__TO BE DONE__
Exactly as written, quote every line that follows, skipping the images.

[Stored records]
** Start **
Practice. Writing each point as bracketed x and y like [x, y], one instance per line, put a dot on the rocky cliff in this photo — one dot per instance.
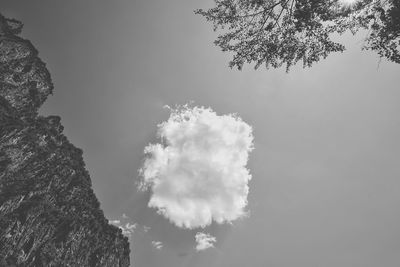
[49, 215]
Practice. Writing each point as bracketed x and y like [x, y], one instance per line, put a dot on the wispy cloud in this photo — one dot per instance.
[157, 244]
[127, 229]
[198, 172]
[204, 241]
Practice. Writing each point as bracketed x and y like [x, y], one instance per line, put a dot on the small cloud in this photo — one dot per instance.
[157, 244]
[204, 241]
[127, 230]
[198, 174]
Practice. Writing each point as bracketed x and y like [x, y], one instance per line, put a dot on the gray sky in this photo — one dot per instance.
[325, 188]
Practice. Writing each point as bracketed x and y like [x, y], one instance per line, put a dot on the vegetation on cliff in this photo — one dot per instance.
[49, 215]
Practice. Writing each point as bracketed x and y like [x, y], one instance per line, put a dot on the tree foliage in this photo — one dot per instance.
[283, 32]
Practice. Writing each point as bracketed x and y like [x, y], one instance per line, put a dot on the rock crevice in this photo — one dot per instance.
[49, 214]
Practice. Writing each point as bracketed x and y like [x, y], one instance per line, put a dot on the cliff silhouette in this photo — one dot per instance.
[49, 214]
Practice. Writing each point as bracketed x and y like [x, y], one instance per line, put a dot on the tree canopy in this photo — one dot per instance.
[279, 33]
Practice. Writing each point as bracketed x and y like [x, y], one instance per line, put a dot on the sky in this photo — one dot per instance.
[325, 168]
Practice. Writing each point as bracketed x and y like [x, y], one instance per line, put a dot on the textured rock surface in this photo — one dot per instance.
[49, 215]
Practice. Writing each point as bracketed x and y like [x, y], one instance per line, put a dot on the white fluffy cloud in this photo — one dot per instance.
[204, 241]
[198, 172]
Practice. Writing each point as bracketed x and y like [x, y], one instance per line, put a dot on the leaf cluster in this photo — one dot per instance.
[283, 32]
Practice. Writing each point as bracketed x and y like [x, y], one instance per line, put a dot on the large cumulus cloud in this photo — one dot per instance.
[198, 172]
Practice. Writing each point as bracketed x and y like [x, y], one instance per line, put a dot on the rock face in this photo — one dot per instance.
[49, 215]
** End **
__ANSWER FOR THE TASK__
Practice. Writing each point as bracketed x and y like [x, y], one instance per line, put a dot on the rocky cliff in this photo — one dot per instance.
[49, 215]
Practice. Writing each point as bracketed x and y like [x, y], one instance per line, put a dot on the wispy cloud in this photo — one dot per instance.
[157, 244]
[127, 229]
[198, 172]
[204, 241]
Practice. Writing each point as bracketed x and y like [x, y], one instance per line, put a dot on the small cloud in this photo — one dot per instance.
[157, 244]
[204, 241]
[127, 230]
[198, 174]
Practice. Writing each point as bracketed x and y like [x, y], one instance per line, put a dot on the gray sky in this photo — one dot per instance.
[325, 188]
Practice. Writing each point as bracketed x and y like [x, y], one instance per line, put a dot on the vegetation on cliff in this photo — one dot per instance.
[49, 215]
Practice. Writing each point as bracketed x and y like [x, y], one instance per line, put a dot on the tree foliage in this photo — one dot per instance.
[283, 32]
Practice. Writing each point as bracketed x and y like [x, y], one instance per line, put a dot on the rock crevice in this photo — one dot per instance.
[49, 214]
Practice. Writing each point as bracketed x and y like [x, y], one instance per line, put a dot on the cliff silhouette in this photo — one dot per instance.
[49, 214]
Practice. Writing each point as bracketed x and y like [x, y], one instance per line, put a dot on the tree canopy in this photo — one dot per instance.
[279, 33]
Practice. Writing each point as bracketed x and y like [x, y], one instance per line, put a dot on the sky in this photo — one dot per instance.
[325, 168]
Practice. Writing each point as bracketed x and y like [x, y], one instance per line, put a dot on the textured rock surface in this photo — one dot per instance.
[49, 215]
Practice. Writing each point as bracketed x and y like [x, y], one instance per line, put a dot on the white fluffy cloud in this photo — one dot per instance.
[204, 241]
[198, 172]
Practice. Writing each point as bracketed x and y like [x, y], one instance per line, put a dot on the leaf cluster in this photo — one dot per instance.
[283, 32]
Practice. Writing each point as bracketed x and y like [x, y], one instance per line, put a dot on the large cumulus cloud in this photo — one dot per instance.
[198, 172]
Practice. Writing each point as bracketed x and y like [x, y], one instance per line, put a dot on the rock face in this photo — one dot per instance.
[49, 215]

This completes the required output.